▶ Records provided:
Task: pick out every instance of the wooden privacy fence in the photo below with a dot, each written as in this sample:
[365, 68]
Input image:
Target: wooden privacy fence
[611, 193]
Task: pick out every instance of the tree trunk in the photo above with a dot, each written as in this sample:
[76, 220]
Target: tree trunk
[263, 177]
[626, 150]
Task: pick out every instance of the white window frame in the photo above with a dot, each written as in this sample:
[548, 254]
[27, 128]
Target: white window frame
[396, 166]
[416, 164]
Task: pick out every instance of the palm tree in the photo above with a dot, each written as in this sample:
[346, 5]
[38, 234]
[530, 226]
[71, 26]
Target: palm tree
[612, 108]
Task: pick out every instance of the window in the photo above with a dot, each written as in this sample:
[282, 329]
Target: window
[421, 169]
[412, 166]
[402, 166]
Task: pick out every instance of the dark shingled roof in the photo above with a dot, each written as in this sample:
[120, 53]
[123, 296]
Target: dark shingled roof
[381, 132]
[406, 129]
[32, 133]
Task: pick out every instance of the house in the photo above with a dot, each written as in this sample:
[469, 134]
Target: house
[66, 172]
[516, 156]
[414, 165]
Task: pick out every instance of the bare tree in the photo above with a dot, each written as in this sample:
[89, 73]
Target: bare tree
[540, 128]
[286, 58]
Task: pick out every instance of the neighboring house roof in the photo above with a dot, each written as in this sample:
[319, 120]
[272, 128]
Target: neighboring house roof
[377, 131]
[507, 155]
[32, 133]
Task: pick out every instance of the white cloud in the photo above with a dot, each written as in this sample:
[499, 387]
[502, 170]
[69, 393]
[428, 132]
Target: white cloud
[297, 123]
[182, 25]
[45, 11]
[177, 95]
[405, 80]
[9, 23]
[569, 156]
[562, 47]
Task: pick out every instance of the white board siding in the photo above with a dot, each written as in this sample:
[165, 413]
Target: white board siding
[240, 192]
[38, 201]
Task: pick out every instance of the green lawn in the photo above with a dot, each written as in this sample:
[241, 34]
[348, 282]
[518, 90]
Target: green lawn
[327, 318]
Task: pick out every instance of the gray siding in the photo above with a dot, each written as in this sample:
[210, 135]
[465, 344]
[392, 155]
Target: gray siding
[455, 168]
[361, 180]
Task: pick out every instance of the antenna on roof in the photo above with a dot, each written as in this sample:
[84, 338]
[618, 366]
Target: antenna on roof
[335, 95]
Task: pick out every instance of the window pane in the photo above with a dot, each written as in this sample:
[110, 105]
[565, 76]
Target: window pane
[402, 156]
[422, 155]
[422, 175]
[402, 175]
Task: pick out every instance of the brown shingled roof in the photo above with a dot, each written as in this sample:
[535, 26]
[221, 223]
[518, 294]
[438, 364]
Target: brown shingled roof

▶ Written request:
Each record above should be returned exactly as it appears.

▶ Response for this exercise:
Task: pick out every instance of the wooden privacy fence in the photo below with a dot, each written as in this sample:
[365, 68]
Input image:
Target: wooden privacy fence
[611, 193]
Task: pick out every instance of the tree trunk in the photo above with a dot, each written as in this sample:
[76, 220]
Target: tree trunk
[263, 177]
[626, 150]
Task: pick out every instance of the white window frame in the photo above with a dot, each written as in this sample:
[548, 254]
[27, 128]
Target: white window frame
[396, 166]
[416, 164]
Task: pick out every instance of the palm tree in the photo above with a dot, each written as in this sample:
[346, 5]
[38, 234]
[530, 226]
[71, 26]
Target: palm tree
[612, 108]
Task: pick out every instance of the window in the photo above with a dot, each written as in this sample:
[282, 329]
Target: window
[421, 169]
[412, 166]
[402, 166]
Task: pick out every instance of the dark shingled roof in the photo above with a dot, each written as in this sample:
[120, 53]
[123, 296]
Target: dark shingled roof
[381, 132]
[406, 129]
[32, 133]
Task: pick out every instance of the house in the photo above with a dot, each written as in this sample:
[469, 134]
Target: house
[66, 172]
[516, 156]
[414, 165]
Task: pick out every instance of the bare tree in the photo above with a dot, each written as in this sample:
[89, 73]
Target: bare tree
[540, 128]
[286, 58]
Task: pick out every instance of the neighboring house roof in the photo above with a dot, each written as in this sample:
[319, 120]
[272, 128]
Target: neighboring house roof
[377, 131]
[507, 155]
[32, 133]
Task: pick out every instance of the white cloud in the photo above with a dot, each written as in this sample:
[499, 387]
[502, 170]
[69, 393]
[428, 132]
Target: white cloud
[297, 123]
[182, 25]
[45, 11]
[177, 95]
[405, 80]
[9, 23]
[569, 156]
[562, 47]
Task: pick out every instance of the white board siding in the photo above with a dot, each written as in this sample:
[165, 413]
Target: white board siding
[240, 192]
[38, 201]
Task: pick out every instance of the green lawn in the photo above with a dot, each written as in this sample:
[241, 34]
[348, 282]
[518, 90]
Target: green lawn
[327, 318]
Task: pick out every instance of the gray siding in the photo above with a dot, each written as in this sample:
[210, 135]
[465, 344]
[392, 155]
Target: gray siding
[455, 168]
[361, 180]
Task: pick out every instance of the antenna on roof in the photo above with a dot, each written as in this sample:
[84, 338]
[618, 366]
Target: antenna on roof
[335, 95]
Task: pick out every instance of the window pane in the photo above with a dot, each written as in this sample:
[110, 105]
[565, 76]
Target: window pane
[402, 156]
[422, 155]
[422, 175]
[402, 175]
Task: pick out every instance of the brown shingled roof in the photo above with a dot, each written as in this sample:
[535, 26]
[221, 223]
[518, 294]
[438, 364]
Target: brown shingled roof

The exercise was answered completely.